(Data listing begins)

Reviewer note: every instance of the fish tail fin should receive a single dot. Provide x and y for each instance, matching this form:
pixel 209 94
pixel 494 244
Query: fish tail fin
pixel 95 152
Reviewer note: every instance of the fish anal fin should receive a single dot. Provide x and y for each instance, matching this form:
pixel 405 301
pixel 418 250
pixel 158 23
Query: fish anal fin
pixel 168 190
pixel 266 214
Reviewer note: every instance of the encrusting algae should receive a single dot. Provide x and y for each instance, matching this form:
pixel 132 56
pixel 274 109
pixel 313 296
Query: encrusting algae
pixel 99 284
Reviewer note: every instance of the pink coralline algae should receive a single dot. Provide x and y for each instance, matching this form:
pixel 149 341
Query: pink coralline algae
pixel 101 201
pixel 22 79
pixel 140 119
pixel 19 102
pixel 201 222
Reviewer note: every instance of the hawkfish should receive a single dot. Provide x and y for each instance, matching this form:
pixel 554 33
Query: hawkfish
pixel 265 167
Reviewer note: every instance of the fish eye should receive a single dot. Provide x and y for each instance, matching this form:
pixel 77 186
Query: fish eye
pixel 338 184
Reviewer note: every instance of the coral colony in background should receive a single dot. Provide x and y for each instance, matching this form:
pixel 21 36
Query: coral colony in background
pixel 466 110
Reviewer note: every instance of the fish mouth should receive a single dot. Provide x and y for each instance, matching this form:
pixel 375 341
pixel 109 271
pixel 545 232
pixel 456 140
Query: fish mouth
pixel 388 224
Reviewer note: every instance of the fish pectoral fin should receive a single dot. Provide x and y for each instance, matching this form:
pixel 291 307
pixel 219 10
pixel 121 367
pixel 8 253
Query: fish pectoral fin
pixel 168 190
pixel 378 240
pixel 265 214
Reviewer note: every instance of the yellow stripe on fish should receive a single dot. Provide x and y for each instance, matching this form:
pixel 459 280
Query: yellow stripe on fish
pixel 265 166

(Data listing ends)

_What is expected_. Word for word, restate the entries that appear above.

_Written answer_.
Reviewer note: every instance of the fish tail fin should receive a single dot. Provide x and y for each instance, matching this form:
pixel 209 94
pixel 494 244
Query: fish tail fin
pixel 95 152
Reviewer note: every instance of the fish anal fin should receive a single dot. Provide x and y for each instance, matching this form:
pixel 405 301
pixel 418 250
pixel 158 23
Query: fish anal fin
pixel 168 190
pixel 266 214
Reviewer note: every instance of the encrusting algae should receive a single dot. Provide x and y for each instance, matching this form:
pixel 132 56
pixel 274 109
pixel 313 296
Query: encrusting algae
pixel 99 284
Reviewer note: every instance of the pink coralline algae should receive a single dot. Provide x and y for each instance, matching this form:
pixel 149 341
Query: pink coralline algae
pixel 101 201
pixel 22 79
pixel 140 119
pixel 19 102
pixel 201 222
Reviewer note: every instance of the hawkfish should receive a single dot. Provide x and y for each instance, matching this form:
pixel 554 33
Query: hawkfish
pixel 265 167
Reviewer note: every instance of the fish eye should receive a single dot. Provide x and y for each instance, matching this form:
pixel 77 186
Query: fish eye
pixel 338 184
Reviewer note: every instance of the coral colony in background should receive a single dot. Provide x and y for each instance, matching this form:
pixel 21 36
Query: coral colony in background
pixel 466 110
Reviewer note: every instance of the fish mouth should receive a single dot. Provide x and y for each instance, matching this form:
pixel 375 341
pixel 109 271
pixel 545 232
pixel 456 140
Query: fish mouth
pixel 388 224
Reviewer note: every instance of the fish pectoral fin should receive a single dot. Provide x and y for each instance, matching this form:
pixel 291 307
pixel 219 10
pixel 121 367
pixel 8 253
Query: fish pectoral fin
pixel 168 190
pixel 378 240
pixel 265 214
Reviewer note: every instance of the yellow stripe on fish should receive a single dot. Provide x and y for each instance, matching this form:
pixel 459 280
Query: yellow stripe on fish
pixel 265 166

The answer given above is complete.